Aggiorna il racconto: riscrivine il tratto che comincia con le parole "Passò l’estate sull’altopiano" e fermati dopo "prima di salutarli.", mettendo "valico della Crosetta" al posto di "passo della Crosetta".

Brano proposto:
========================
Questa storia parla di ragazzi di montagna, ragazze di pianura, radicchio di Treviso e, soprattutto, di rispetto. È accaduta negli anni Trenta del Novecento.
Mio nonno allora aveva poco più di vent’anni e lavorava con i fratelli e i compagni della Valturcana in Pian Cansiglio e nella foresta. Avevano fatto i vaccari, poi i boscaioli e quindi i trasportatori di legname. L’altopiano del Cansiglio, tra Veneto e Friuli, all’incrocio delle province di Belluno, Treviso, Udine (ora Pordenone) era luogo di lavoro per molte persone dell’Alpago e dei paesi delle provincie limitrofe. Mio nonno e i suoi partivano di buon’ora dalla Valturcana, quand’erano ragazzi andavano a piedi e poi, più grandi, con un carro da lavoro trainato da cavalli. Alle volte si fermavano a dormire nei ricoveri, nelle stalle, nelle baracche della piana del Cansiglio o della Valmenera. Nei villaggi di Pian Osteria, Campon, Vallorch, Canaie c’erano i cimbri, che lì risiedevano stabilmente e svolgevano le loro attività, alcune riguardavano la lavorazione del legno di faggio da cui ricavavano scàtoi, i contenitori di forma circolare dove adagiare il formaggio appena tolto dal caldaio. Nei mesi estivi c’erano altre piccole comunità occasionali: erano ragazzi e ragazze della Bassa che passavano l’estate lassù a pascolare le vacche, vendere ceste di vimini e piccoli utensili di legno. Mio nonno e i suoi fecero amicizia con queste trevigiane, in particolare con due sorelle che erano in montagna giovanissime e accompagnate da un fratello maggiore. Le ragazze erano simpatiche, estrose, e i giovanotti della Valturcana facevano a gara per essere premurosi: portavano il salame misto vacca e maiale com’è nella tradizione bellunese, le noci, l’acqua di fonte, così scarsa nell’altopiano carsico. A mio nonno e ai suoi fratelli non mancava il vigore fisico e avevano voglia di lavorare per uscire dalla miseria degli anni Venti e della Grande Guerra, volevano dimenticare la tubercolosi che si era portata via due di loro e aveva lasciato cadere sulla famiglia la povertà a causa dei debiti contratti nel vano tentativo di curare i congiunti. E quindi il lavoro, anche nella foresta, non era più un semplice sostentamento era desiderio di riscatto.
Passò l’estate sull’altopiano e venne la fine d’agosto, tempo di lasciare la Valmenera: chi fece ritorno in Alpago, chi scese oltre il passo della Crosetta verso la Bassa.
Le ragazze tornate a casa raccontarono di quei giovani infaticabili e malandrini, sempre pieni di doppi sensi nel parlare, ma che tenevano le mani a posto, e di come erano state aiutate per tutta l’estate, che, insomma, erano diventati amici. E allora quel padre disse che sì, potevano invitarli a prendere i fighi, i sugosi fichi maturati al sole della pianura, come avevano promesso ai montanari le ragazze prima di salutarli.
========================
Dati forniti:
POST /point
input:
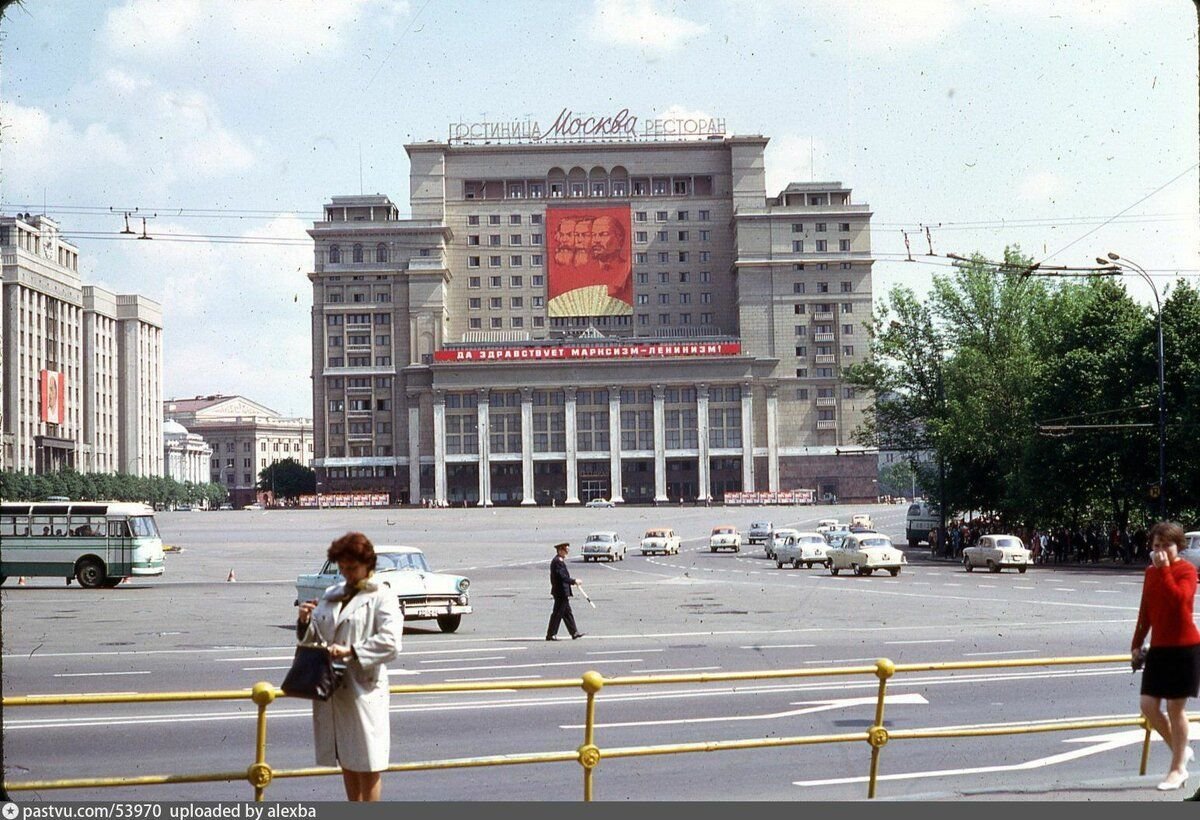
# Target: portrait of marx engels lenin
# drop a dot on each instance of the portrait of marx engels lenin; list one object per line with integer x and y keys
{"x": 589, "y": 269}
========================
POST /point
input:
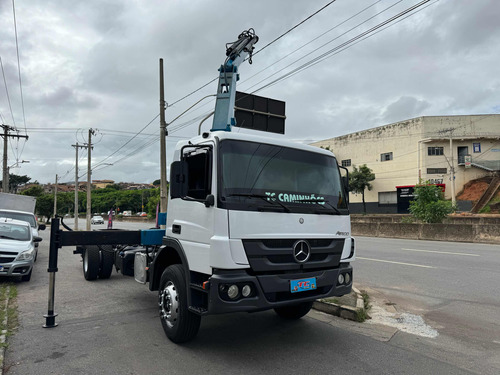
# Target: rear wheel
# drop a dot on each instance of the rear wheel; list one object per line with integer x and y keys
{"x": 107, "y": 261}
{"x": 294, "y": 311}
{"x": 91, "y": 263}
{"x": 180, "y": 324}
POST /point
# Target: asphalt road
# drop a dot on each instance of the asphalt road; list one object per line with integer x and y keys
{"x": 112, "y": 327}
========================
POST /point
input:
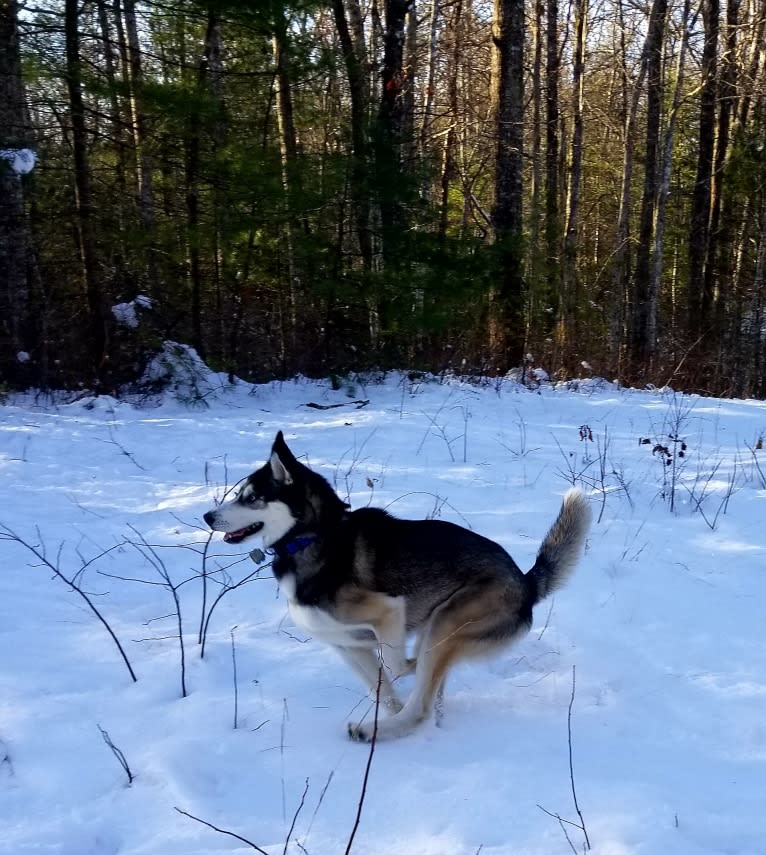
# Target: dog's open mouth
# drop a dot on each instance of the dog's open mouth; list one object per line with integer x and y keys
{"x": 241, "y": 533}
========================
La risposta:
Passò l’estate sull’altopiano e venne la fine d’agosto, tempo di lasciare la Valmenera: chi fece ritorno in Alpago, chi scese oltre il valico della Crosetta verso la Bassa.
Le ragazze tornate a casa raccontarono di quei giovani infaticabili e malandrini, sempre pieni di doppi sensi nel parlare, ma che tenevano le mani a posto, e di come erano state aiutate per tutta l’estate, che, insomma, erano diventati amici. E allora quel padre disse che sì, potevano invitarli a prendere i fighi, i sugosi fichi maturati al sole della pianura, come avevano promesso ai montanari le ragazze prima di salutarli.